:: Text shown
Four workstreams were undertaken to achieve the desired results.  The first was to engage, educate and enroll all IT employees in high reliability principles through experiential sessions.  The second was to craft a high reliability maturity model, as well as a high reliability maturity assessment instrument, to develop a baseline for the current HRO maturity level within IT.  The third workstream involved building "video" case studies highlighting IT service disruptions that could be used in high reliability Immersion and Introduction sessions.  And the fourth workstream required that the organization develop an internal capability to deliver these sessions, as well as build case studies for ongoing learning purposes.

In designing a simulation that would make the truth of the present situation more visceral for IT employees, FCG needed to create an environment of increasing complexity, with the potential for catastrophic failure, and with systems that were "tightly-coupled" (more interdependencies, more coordination, more information flow).  The solution involved using dominos - as many as 10,000 in one session - to create complicated patterns in four separate regions which ultimately linked to giant dominos in the center of the room-sized grid.  The goal?  in groups of 40-50, build out the system to serve as many patients as possible, as reliably as possible.  This translated as "keep ALL the dominos standing," including a 70-pound red domino representing 1,000 patients.  The simulation not only illustrated the critical importance of operational effectiveness and reliability, but also helped employees discover key approaches they could adopt to improve in these areas.
::::
:: Information supplied
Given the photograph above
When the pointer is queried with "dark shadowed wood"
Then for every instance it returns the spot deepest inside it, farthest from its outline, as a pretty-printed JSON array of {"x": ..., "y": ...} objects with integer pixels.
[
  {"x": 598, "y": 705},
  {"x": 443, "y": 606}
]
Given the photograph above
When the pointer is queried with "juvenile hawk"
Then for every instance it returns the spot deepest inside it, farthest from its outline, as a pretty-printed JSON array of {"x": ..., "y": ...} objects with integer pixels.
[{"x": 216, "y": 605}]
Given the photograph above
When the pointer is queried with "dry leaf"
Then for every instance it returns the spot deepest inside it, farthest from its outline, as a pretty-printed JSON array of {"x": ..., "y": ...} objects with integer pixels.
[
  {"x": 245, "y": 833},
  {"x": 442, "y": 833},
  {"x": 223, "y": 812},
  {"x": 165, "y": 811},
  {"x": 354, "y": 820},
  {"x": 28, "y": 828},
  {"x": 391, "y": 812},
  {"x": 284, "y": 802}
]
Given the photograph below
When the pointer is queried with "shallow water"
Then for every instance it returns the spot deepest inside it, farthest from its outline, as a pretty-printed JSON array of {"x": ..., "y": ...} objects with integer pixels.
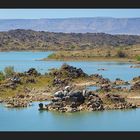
[{"x": 30, "y": 119}]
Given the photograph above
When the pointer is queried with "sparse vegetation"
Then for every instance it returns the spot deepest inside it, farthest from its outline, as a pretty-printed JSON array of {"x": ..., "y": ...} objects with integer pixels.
[
  {"x": 2, "y": 76},
  {"x": 9, "y": 71},
  {"x": 138, "y": 58},
  {"x": 121, "y": 54}
]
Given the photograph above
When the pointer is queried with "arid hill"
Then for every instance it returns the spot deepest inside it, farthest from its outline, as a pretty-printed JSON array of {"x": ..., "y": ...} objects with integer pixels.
[{"x": 39, "y": 40}]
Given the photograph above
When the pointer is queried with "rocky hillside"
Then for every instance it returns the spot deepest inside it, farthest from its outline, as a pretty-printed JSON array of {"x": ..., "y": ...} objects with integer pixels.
[
  {"x": 39, "y": 40},
  {"x": 76, "y": 25}
]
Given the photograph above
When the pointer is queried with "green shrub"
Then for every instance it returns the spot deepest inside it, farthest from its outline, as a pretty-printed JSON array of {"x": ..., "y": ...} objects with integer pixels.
[
  {"x": 9, "y": 71},
  {"x": 108, "y": 54},
  {"x": 138, "y": 58},
  {"x": 2, "y": 77},
  {"x": 52, "y": 55},
  {"x": 121, "y": 54}
]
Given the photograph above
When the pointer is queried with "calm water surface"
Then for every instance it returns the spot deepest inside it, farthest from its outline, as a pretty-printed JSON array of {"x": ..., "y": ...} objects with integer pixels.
[{"x": 30, "y": 119}]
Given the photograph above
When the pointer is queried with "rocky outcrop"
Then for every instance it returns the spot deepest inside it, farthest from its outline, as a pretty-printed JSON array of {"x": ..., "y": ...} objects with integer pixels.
[
  {"x": 32, "y": 72},
  {"x": 118, "y": 81},
  {"x": 80, "y": 100},
  {"x": 136, "y": 86},
  {"x": 68, "y": 71}
]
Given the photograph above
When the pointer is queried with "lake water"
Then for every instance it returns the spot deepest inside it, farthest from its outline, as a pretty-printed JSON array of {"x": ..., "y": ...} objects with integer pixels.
[{"x": 30, "y": 119}]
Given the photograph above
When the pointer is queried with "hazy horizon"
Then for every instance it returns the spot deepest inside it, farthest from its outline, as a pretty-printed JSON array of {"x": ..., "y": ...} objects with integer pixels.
[{"x": 67, "y": 13}]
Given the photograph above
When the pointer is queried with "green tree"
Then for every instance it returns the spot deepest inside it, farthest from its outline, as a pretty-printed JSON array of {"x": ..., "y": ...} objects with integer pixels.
[
  {"x": 121, "y": 54},
  {"x": 9, "y": 71},
  {"x": 2, "y": 77}
]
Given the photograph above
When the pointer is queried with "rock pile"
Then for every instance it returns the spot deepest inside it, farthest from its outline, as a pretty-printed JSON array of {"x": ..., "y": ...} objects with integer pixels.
[
  {"x": 68, "y": 71},
  {"x": 70, "y": 100}
]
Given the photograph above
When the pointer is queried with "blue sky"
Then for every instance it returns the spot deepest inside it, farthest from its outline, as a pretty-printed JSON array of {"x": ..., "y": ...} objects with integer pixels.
[{"x": 66, "y": 13}]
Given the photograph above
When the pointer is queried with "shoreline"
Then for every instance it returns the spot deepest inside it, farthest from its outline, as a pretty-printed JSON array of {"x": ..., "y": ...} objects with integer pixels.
[{"x": 101, "y": 59}]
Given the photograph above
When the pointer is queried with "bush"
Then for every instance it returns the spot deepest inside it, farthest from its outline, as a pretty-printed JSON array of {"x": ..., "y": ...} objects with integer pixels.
[
  {"x": 9, "y": 71},
  {"x": 121, "y": 54},
  {"x": 2, "y": 77},
  {"x": 108, "y": 54},
  {"x": 138, "y": 58}
]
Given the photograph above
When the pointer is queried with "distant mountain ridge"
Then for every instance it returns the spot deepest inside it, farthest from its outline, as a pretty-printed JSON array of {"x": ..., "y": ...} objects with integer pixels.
[
  {"x": 76, "y": 25},
  {"x": 21, "y": 39}
]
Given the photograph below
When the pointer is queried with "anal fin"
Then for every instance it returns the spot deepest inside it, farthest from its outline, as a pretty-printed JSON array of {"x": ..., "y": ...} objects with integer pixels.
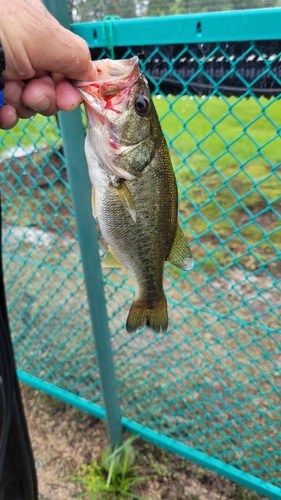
::::
Brief 1:
Answer these questions using the text about IT high reliability:
(a) How many workstreams were undertaken to achieve the desired results?
(b) Up to how many dominos were used in a single session of the simulation?
(c) How many patients did the 70-pound red domino represent?
Brief 2: Copy word for word the part of the IT high reliability text between "Four workstreams were" and "ongoing learning purposes.", inclusive.

Expected answer 1:
(a) Four.
(b) As many as 10,000.
(c) 1,000 patients.

Expected answer 2:
Four workstreams were undertaken to achieve the desired results.  The first was to engage, educate and enroll all IT employees in high reliability principles through experiential sessions.  The second was to craft a high reliability maturity model, as well as a high reliability maturity assessment instrument, to develop a baseline for the current HRO maturity level within IT.  The third workstream involved building "video" case studies highlighting IT service disruptions that could be used in high reliability Immersion and Introduction sessions.  And the fourth workstream required that the organization develop an internal capability to deliver these sessions, as well as build case studies for ongoing learning purposes.